──────── Text shown ────────

Beyond PdM, prescriptive maintenance (PsM) has been proposed as the most advanced stage of knowledge-based maintenance. Instead of stopping at when will the asset fail, PsM explicitly addresses what should be done, when, and how to optimize cost, risk and system performance. Bokrantz et al. analyzed the role of maintenance in digitalized manufacturing and develop Delphi-based scenarios for maintenance in 2030, linking PsM to Industry 4.0 and to horizontally and vertically integrated data flows in factories [
32]. Khoshafian and Rostetter introduced the notion of digital prescriptive maintenance, emphasizing the integration of IoT, the Process of Everything, and business process management (BPM) to connect sensor data with automated maintenance decision-making [
33]. Ansari et al. proposed the PriMa framework as a prescriptive maintenance model for cyber-physical production systems, explicitly linking sensor data, models, and knowledge bases to prescriptive maintenance planning [
34].
Artificial intelligence (AI) and machine learning provide an overarching framework for methods that enable machines to exhibit human-like capabilities such as reasoning, learning, and decision-making [
35]. Within this framework, machine learning (ML) is often regarded as the core mechanism by which systems improve performance with experience. Within this broader context, Mitchell defined machine learning as the study of algorithms that enable computer programs to improve their performance through experience [
36]. Dasgupta and Nath classify ML algorithms into supervised, unsupervised and reinforcement learning, based on the availability of labels and the nature of the learning objective [
37].
In maintenance applications, ML has been used for continuous variable prediction, classification of normal and faulty states, anomaly detection using unsupervised methods and system level cost or risk estimation using deep models. Nguyen et al. developed an AI-based maintenance decision-making and optimization framework for multi-state component systems, showing that artificial neural networks (ANNs) can accurately estimate maintenance costs at the system level and that multi-agent deep RL can further improve decision efficiency [
38].

────────

» Task to carry out
In the maintenance passage, into which three categories do Dasgupta and Nath classify ML algorithms? Rely only on the maintenance passage for what comes next.

──────── Data extract ────────

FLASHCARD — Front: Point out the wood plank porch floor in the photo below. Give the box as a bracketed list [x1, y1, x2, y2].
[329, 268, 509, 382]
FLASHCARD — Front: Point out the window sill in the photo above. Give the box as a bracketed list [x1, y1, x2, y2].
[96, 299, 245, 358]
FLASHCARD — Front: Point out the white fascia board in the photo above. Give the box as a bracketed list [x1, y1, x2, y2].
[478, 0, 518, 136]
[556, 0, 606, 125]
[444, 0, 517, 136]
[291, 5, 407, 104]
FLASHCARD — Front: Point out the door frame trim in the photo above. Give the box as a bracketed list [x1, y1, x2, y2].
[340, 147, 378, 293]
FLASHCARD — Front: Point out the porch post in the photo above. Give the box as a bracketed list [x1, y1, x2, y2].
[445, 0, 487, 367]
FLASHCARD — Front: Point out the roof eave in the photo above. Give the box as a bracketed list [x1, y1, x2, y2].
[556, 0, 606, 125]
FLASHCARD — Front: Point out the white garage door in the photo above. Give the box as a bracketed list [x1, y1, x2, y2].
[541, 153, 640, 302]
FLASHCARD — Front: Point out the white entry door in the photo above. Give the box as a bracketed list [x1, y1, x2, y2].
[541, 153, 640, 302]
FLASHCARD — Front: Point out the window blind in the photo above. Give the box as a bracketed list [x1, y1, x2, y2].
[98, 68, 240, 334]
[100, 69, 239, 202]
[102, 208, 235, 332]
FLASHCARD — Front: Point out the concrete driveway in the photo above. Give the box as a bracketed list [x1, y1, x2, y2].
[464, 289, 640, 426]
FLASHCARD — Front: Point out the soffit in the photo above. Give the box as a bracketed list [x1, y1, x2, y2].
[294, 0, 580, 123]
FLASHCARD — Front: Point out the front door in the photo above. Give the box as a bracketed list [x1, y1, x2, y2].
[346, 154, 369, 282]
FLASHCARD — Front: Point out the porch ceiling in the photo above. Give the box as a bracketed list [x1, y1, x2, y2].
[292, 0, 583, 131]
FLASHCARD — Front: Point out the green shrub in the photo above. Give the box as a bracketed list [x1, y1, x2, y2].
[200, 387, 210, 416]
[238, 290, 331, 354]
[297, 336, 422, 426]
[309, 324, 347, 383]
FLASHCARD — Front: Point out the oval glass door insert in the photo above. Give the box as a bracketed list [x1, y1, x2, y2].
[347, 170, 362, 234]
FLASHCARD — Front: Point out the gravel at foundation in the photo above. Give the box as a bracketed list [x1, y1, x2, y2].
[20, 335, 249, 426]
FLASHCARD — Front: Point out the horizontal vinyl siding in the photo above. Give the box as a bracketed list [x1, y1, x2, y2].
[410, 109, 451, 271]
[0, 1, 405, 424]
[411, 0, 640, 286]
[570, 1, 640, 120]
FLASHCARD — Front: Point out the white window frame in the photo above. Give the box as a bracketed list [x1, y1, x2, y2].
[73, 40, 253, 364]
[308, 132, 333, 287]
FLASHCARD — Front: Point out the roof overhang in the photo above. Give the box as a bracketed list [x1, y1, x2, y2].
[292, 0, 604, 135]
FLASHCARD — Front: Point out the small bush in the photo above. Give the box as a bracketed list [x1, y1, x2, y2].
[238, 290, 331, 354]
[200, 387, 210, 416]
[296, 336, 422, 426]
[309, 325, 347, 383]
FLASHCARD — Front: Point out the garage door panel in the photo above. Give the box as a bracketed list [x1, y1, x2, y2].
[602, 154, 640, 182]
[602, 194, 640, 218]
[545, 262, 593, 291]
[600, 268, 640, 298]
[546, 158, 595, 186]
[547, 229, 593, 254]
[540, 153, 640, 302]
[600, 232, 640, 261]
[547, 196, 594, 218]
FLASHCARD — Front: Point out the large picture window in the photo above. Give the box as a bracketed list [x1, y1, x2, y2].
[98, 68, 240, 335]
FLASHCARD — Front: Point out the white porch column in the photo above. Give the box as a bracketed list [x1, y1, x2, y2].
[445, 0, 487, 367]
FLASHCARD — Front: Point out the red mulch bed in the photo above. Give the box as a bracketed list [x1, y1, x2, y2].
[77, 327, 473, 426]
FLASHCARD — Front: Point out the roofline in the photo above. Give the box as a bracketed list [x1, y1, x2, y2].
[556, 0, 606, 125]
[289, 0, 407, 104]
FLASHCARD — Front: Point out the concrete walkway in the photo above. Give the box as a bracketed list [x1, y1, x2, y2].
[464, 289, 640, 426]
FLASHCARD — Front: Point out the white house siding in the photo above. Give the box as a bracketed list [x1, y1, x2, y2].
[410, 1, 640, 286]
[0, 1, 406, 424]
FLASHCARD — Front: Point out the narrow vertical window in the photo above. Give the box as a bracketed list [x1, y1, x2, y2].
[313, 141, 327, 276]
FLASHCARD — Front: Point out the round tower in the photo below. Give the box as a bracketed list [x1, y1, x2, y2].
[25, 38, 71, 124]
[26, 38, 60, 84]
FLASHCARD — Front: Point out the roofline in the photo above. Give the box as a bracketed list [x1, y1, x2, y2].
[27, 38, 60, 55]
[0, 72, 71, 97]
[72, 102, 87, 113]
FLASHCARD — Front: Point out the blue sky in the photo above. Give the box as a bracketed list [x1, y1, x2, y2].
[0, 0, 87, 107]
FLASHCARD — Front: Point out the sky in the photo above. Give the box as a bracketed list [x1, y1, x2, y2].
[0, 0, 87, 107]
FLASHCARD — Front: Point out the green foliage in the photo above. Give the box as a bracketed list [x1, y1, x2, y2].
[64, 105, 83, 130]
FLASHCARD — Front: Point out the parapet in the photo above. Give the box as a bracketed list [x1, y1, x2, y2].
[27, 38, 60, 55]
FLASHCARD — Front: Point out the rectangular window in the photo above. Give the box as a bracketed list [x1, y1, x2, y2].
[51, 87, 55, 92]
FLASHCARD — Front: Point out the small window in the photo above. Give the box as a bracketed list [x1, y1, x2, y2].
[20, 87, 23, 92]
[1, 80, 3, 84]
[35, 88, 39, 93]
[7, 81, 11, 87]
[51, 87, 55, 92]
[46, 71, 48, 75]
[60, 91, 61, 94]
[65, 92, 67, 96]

────────

» Output of the task
Supervised, unsupervised and reinforcement learning.